Records from a collection
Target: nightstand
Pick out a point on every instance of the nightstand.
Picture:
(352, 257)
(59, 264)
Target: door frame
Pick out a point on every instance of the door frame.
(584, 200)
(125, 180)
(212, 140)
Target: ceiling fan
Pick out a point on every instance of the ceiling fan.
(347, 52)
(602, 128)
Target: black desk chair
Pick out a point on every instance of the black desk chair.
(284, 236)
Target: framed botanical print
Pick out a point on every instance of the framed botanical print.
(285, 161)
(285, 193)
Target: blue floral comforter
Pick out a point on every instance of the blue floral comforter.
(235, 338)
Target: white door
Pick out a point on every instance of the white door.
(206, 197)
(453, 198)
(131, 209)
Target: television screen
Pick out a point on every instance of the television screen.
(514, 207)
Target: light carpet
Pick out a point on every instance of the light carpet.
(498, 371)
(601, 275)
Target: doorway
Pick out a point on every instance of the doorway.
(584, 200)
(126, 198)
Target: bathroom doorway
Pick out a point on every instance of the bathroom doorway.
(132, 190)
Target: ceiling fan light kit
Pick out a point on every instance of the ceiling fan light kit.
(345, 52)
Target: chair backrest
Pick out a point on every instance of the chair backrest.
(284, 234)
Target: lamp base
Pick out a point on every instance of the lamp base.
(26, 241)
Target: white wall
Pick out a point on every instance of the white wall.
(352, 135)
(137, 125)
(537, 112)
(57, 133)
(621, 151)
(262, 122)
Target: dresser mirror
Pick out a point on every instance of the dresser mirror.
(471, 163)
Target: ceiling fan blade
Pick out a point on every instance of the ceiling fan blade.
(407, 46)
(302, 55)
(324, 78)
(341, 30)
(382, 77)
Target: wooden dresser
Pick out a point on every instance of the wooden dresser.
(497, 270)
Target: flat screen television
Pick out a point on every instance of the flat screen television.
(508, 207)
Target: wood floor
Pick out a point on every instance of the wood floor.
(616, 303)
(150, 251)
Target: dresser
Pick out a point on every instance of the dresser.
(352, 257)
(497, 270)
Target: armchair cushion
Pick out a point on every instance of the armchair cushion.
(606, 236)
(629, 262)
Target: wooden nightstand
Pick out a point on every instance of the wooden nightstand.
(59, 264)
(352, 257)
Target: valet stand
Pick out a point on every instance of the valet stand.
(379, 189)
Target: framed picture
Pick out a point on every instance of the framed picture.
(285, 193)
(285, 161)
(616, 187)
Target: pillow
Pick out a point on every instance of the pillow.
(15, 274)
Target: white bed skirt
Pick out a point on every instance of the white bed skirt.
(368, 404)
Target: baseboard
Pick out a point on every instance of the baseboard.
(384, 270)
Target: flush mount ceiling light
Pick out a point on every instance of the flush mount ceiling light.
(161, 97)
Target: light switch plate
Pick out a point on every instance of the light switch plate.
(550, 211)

- _Description of the task_
May I have the entries returned exactly, with every line in place?

- _Output below_
Target: nightstand
Pick out a point on every instance of the nightstand.
Picture:
(352, 257)
(59, 264)
Target: door frame
Pick out a point on every instance of the door frame.
(584, 200)
(125, 180)
(212, 140)
Target: ceiling fan
Pick out a point on every instance of the ceiling fan.
(347, 52)
(602, 128)
Target: black desk chair
Pick out a point on every instance of the black desk chair.
(284, 236)
Target: framed botanical print
Pick out a point on every instance of the framed botanical print.
(285, 161)
(285, 193)
Target: blue floral comforter
Pick out a point on every instance of the blue floral comforter.
(235, 338)
Target: white door
Pick out a point on every instance of the white door.
(206, 197)
(453, 198)
(131, 209)
Target: television screen
Pick out a point on every instance of the television screen.
(514, 207)
Target: light carpet
Pick out a point on every instance of the light carpet.
(498, 371)
(601, 275)
Target: doorway
Pick out a point on every instance of the doorway.
(584, 200)
(126, 198)
Target: bathroom doorway
Pick out a point on every instance of the bathroom doorway.
(132, 190)
Target: ceiling fan light kit
Pick out a point on every instance of the ceiling fan light kit.
(345, 52)
Target: chair backrest
Pick out a point on every instance of the chair backrest.
(284, 234)
Target: lamp base
Pick out a point on every instance of the lamp base.
(26, 241)
Target: white wall
Pick out a point on every instance of the white wall.
(352, 135)
(137, 125)
(537, 112)
(57, 133)
(621, 151)
(262, 122)
Target: dresser mirror
Pick out a point on every instance of the dresser mirror.
(471, 163)
Target: ceiling fan blade
Pick out a point on every instance of the ceiling fan blade.
(407, 46)
(302, 55)
(324, 78)
(341, 30)
(382, 77)
Target: wooden dresser
Pick out a point on every instance of the wooden dresser.
(497, 270)
Target: flat screen television
Pick out a point on every instance of the flat screen television.
(508, 207)
Target: wood floor
Pick out a point on every instance of the wood floor.
(616, 303)
(150, 251)
Target: dresser
Pick out a point on every instance of the dresser.
(352, 257)
(497, 270)
Target: armchair cushion
Pick out a point on every instance of the armchair cushion.
(606, 236)
(629, 262)
Target: wooden nightstand
Pick out a point on every instance of the wooden nightstand.
(59, 264)
(352, 257)
Target: valet stand
Pick out a point on every instance of the valet stand.
(379, 189)
Target: framed picture
Pick out a point on every instance of the framed picture.
(285, 193)
(285, 161)
(616, 187)
Target: pillow
Pick out a point on every instance of the pillow.
(15, 274)
Target: white bed skirt
Pick out a point on every instance of the white bed skirt.
(368, 404)
Target: baseboard
Pick out a point on every instance of the baseboard.
(384, 270)
Target: flush mount ceiling light
Pick out a point on every instance of the flush mount ceiling light.
(161, 97)
Target: light switch plate
Pick out a point on every instance of the light switch plate.
(550, 211)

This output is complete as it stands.